_SOURCE EXCERPT_.

Within this framework, memes can be identified as a mode of communication, too. This historical analysis of memetic content from a political lens explains why internet memes are such effective forms of political communication as well. 

 

“We have to acknowledge that memes have existed far, far in advance of digital technologies,” explains Clark. “Political campaigns of the late 20th century, early 21st century, have relied on really effective messaging and the communication of that messaging through media … And that is, essentially what a meme does. It is an idea that is shared that expresses a shared sentiment that people can take and interpret in different ways, but still have some sort of shared sense of meaning about the core idea.”

 

In terms of how the term meme came to describe this parallel form of communication online, Milner argues that the term was discovered and adopted by early internet users in part because of the nature of sharing and spreading information online. Much like jokes, rumors and trends, such ephemeral and cryptic internet content had an appeal to the culture that created it — ultimately spreading and evolving within that paradigm. 

 

“It was somebody creating a piece of culture and then other people passing it along to their friends and making additions and remixes as they went to where one thing became massively culturally influential as it resonated with people,” explains Milner. 

Michele Knobel, a professor of literacy education at Montclair State University in New Jersey and author of the 2008 text “Digital Literacies: Concepts, Policies and Practices,” describes the differences between the Dawkins sense of memes and internet memes as we know them today.

_DATA LINES_.
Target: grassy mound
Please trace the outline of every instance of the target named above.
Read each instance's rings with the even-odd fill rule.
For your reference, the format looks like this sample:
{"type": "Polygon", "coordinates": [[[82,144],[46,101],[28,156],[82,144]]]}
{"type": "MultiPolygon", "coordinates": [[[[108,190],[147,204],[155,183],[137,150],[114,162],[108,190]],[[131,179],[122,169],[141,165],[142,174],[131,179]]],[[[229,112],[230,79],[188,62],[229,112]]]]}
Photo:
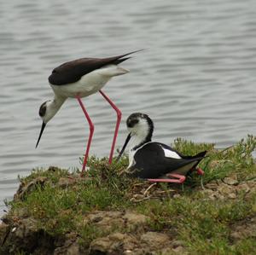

_EXERCISE DESCRIPTION_. Rewrite the stretch from "Michele Knobel, a" through "know them today." in the text on internet memes, replacing "professor" with "teacher".

_FULL SOLUTION_.
Michele Knobel, a teacher of literacy education at Montclair State University in New Jersey and author of the 2008 text “Digital Literacies: Concepts, Policies and Practices,” describes the differences between the Dawkins sense of memes and internet memes as we know them today.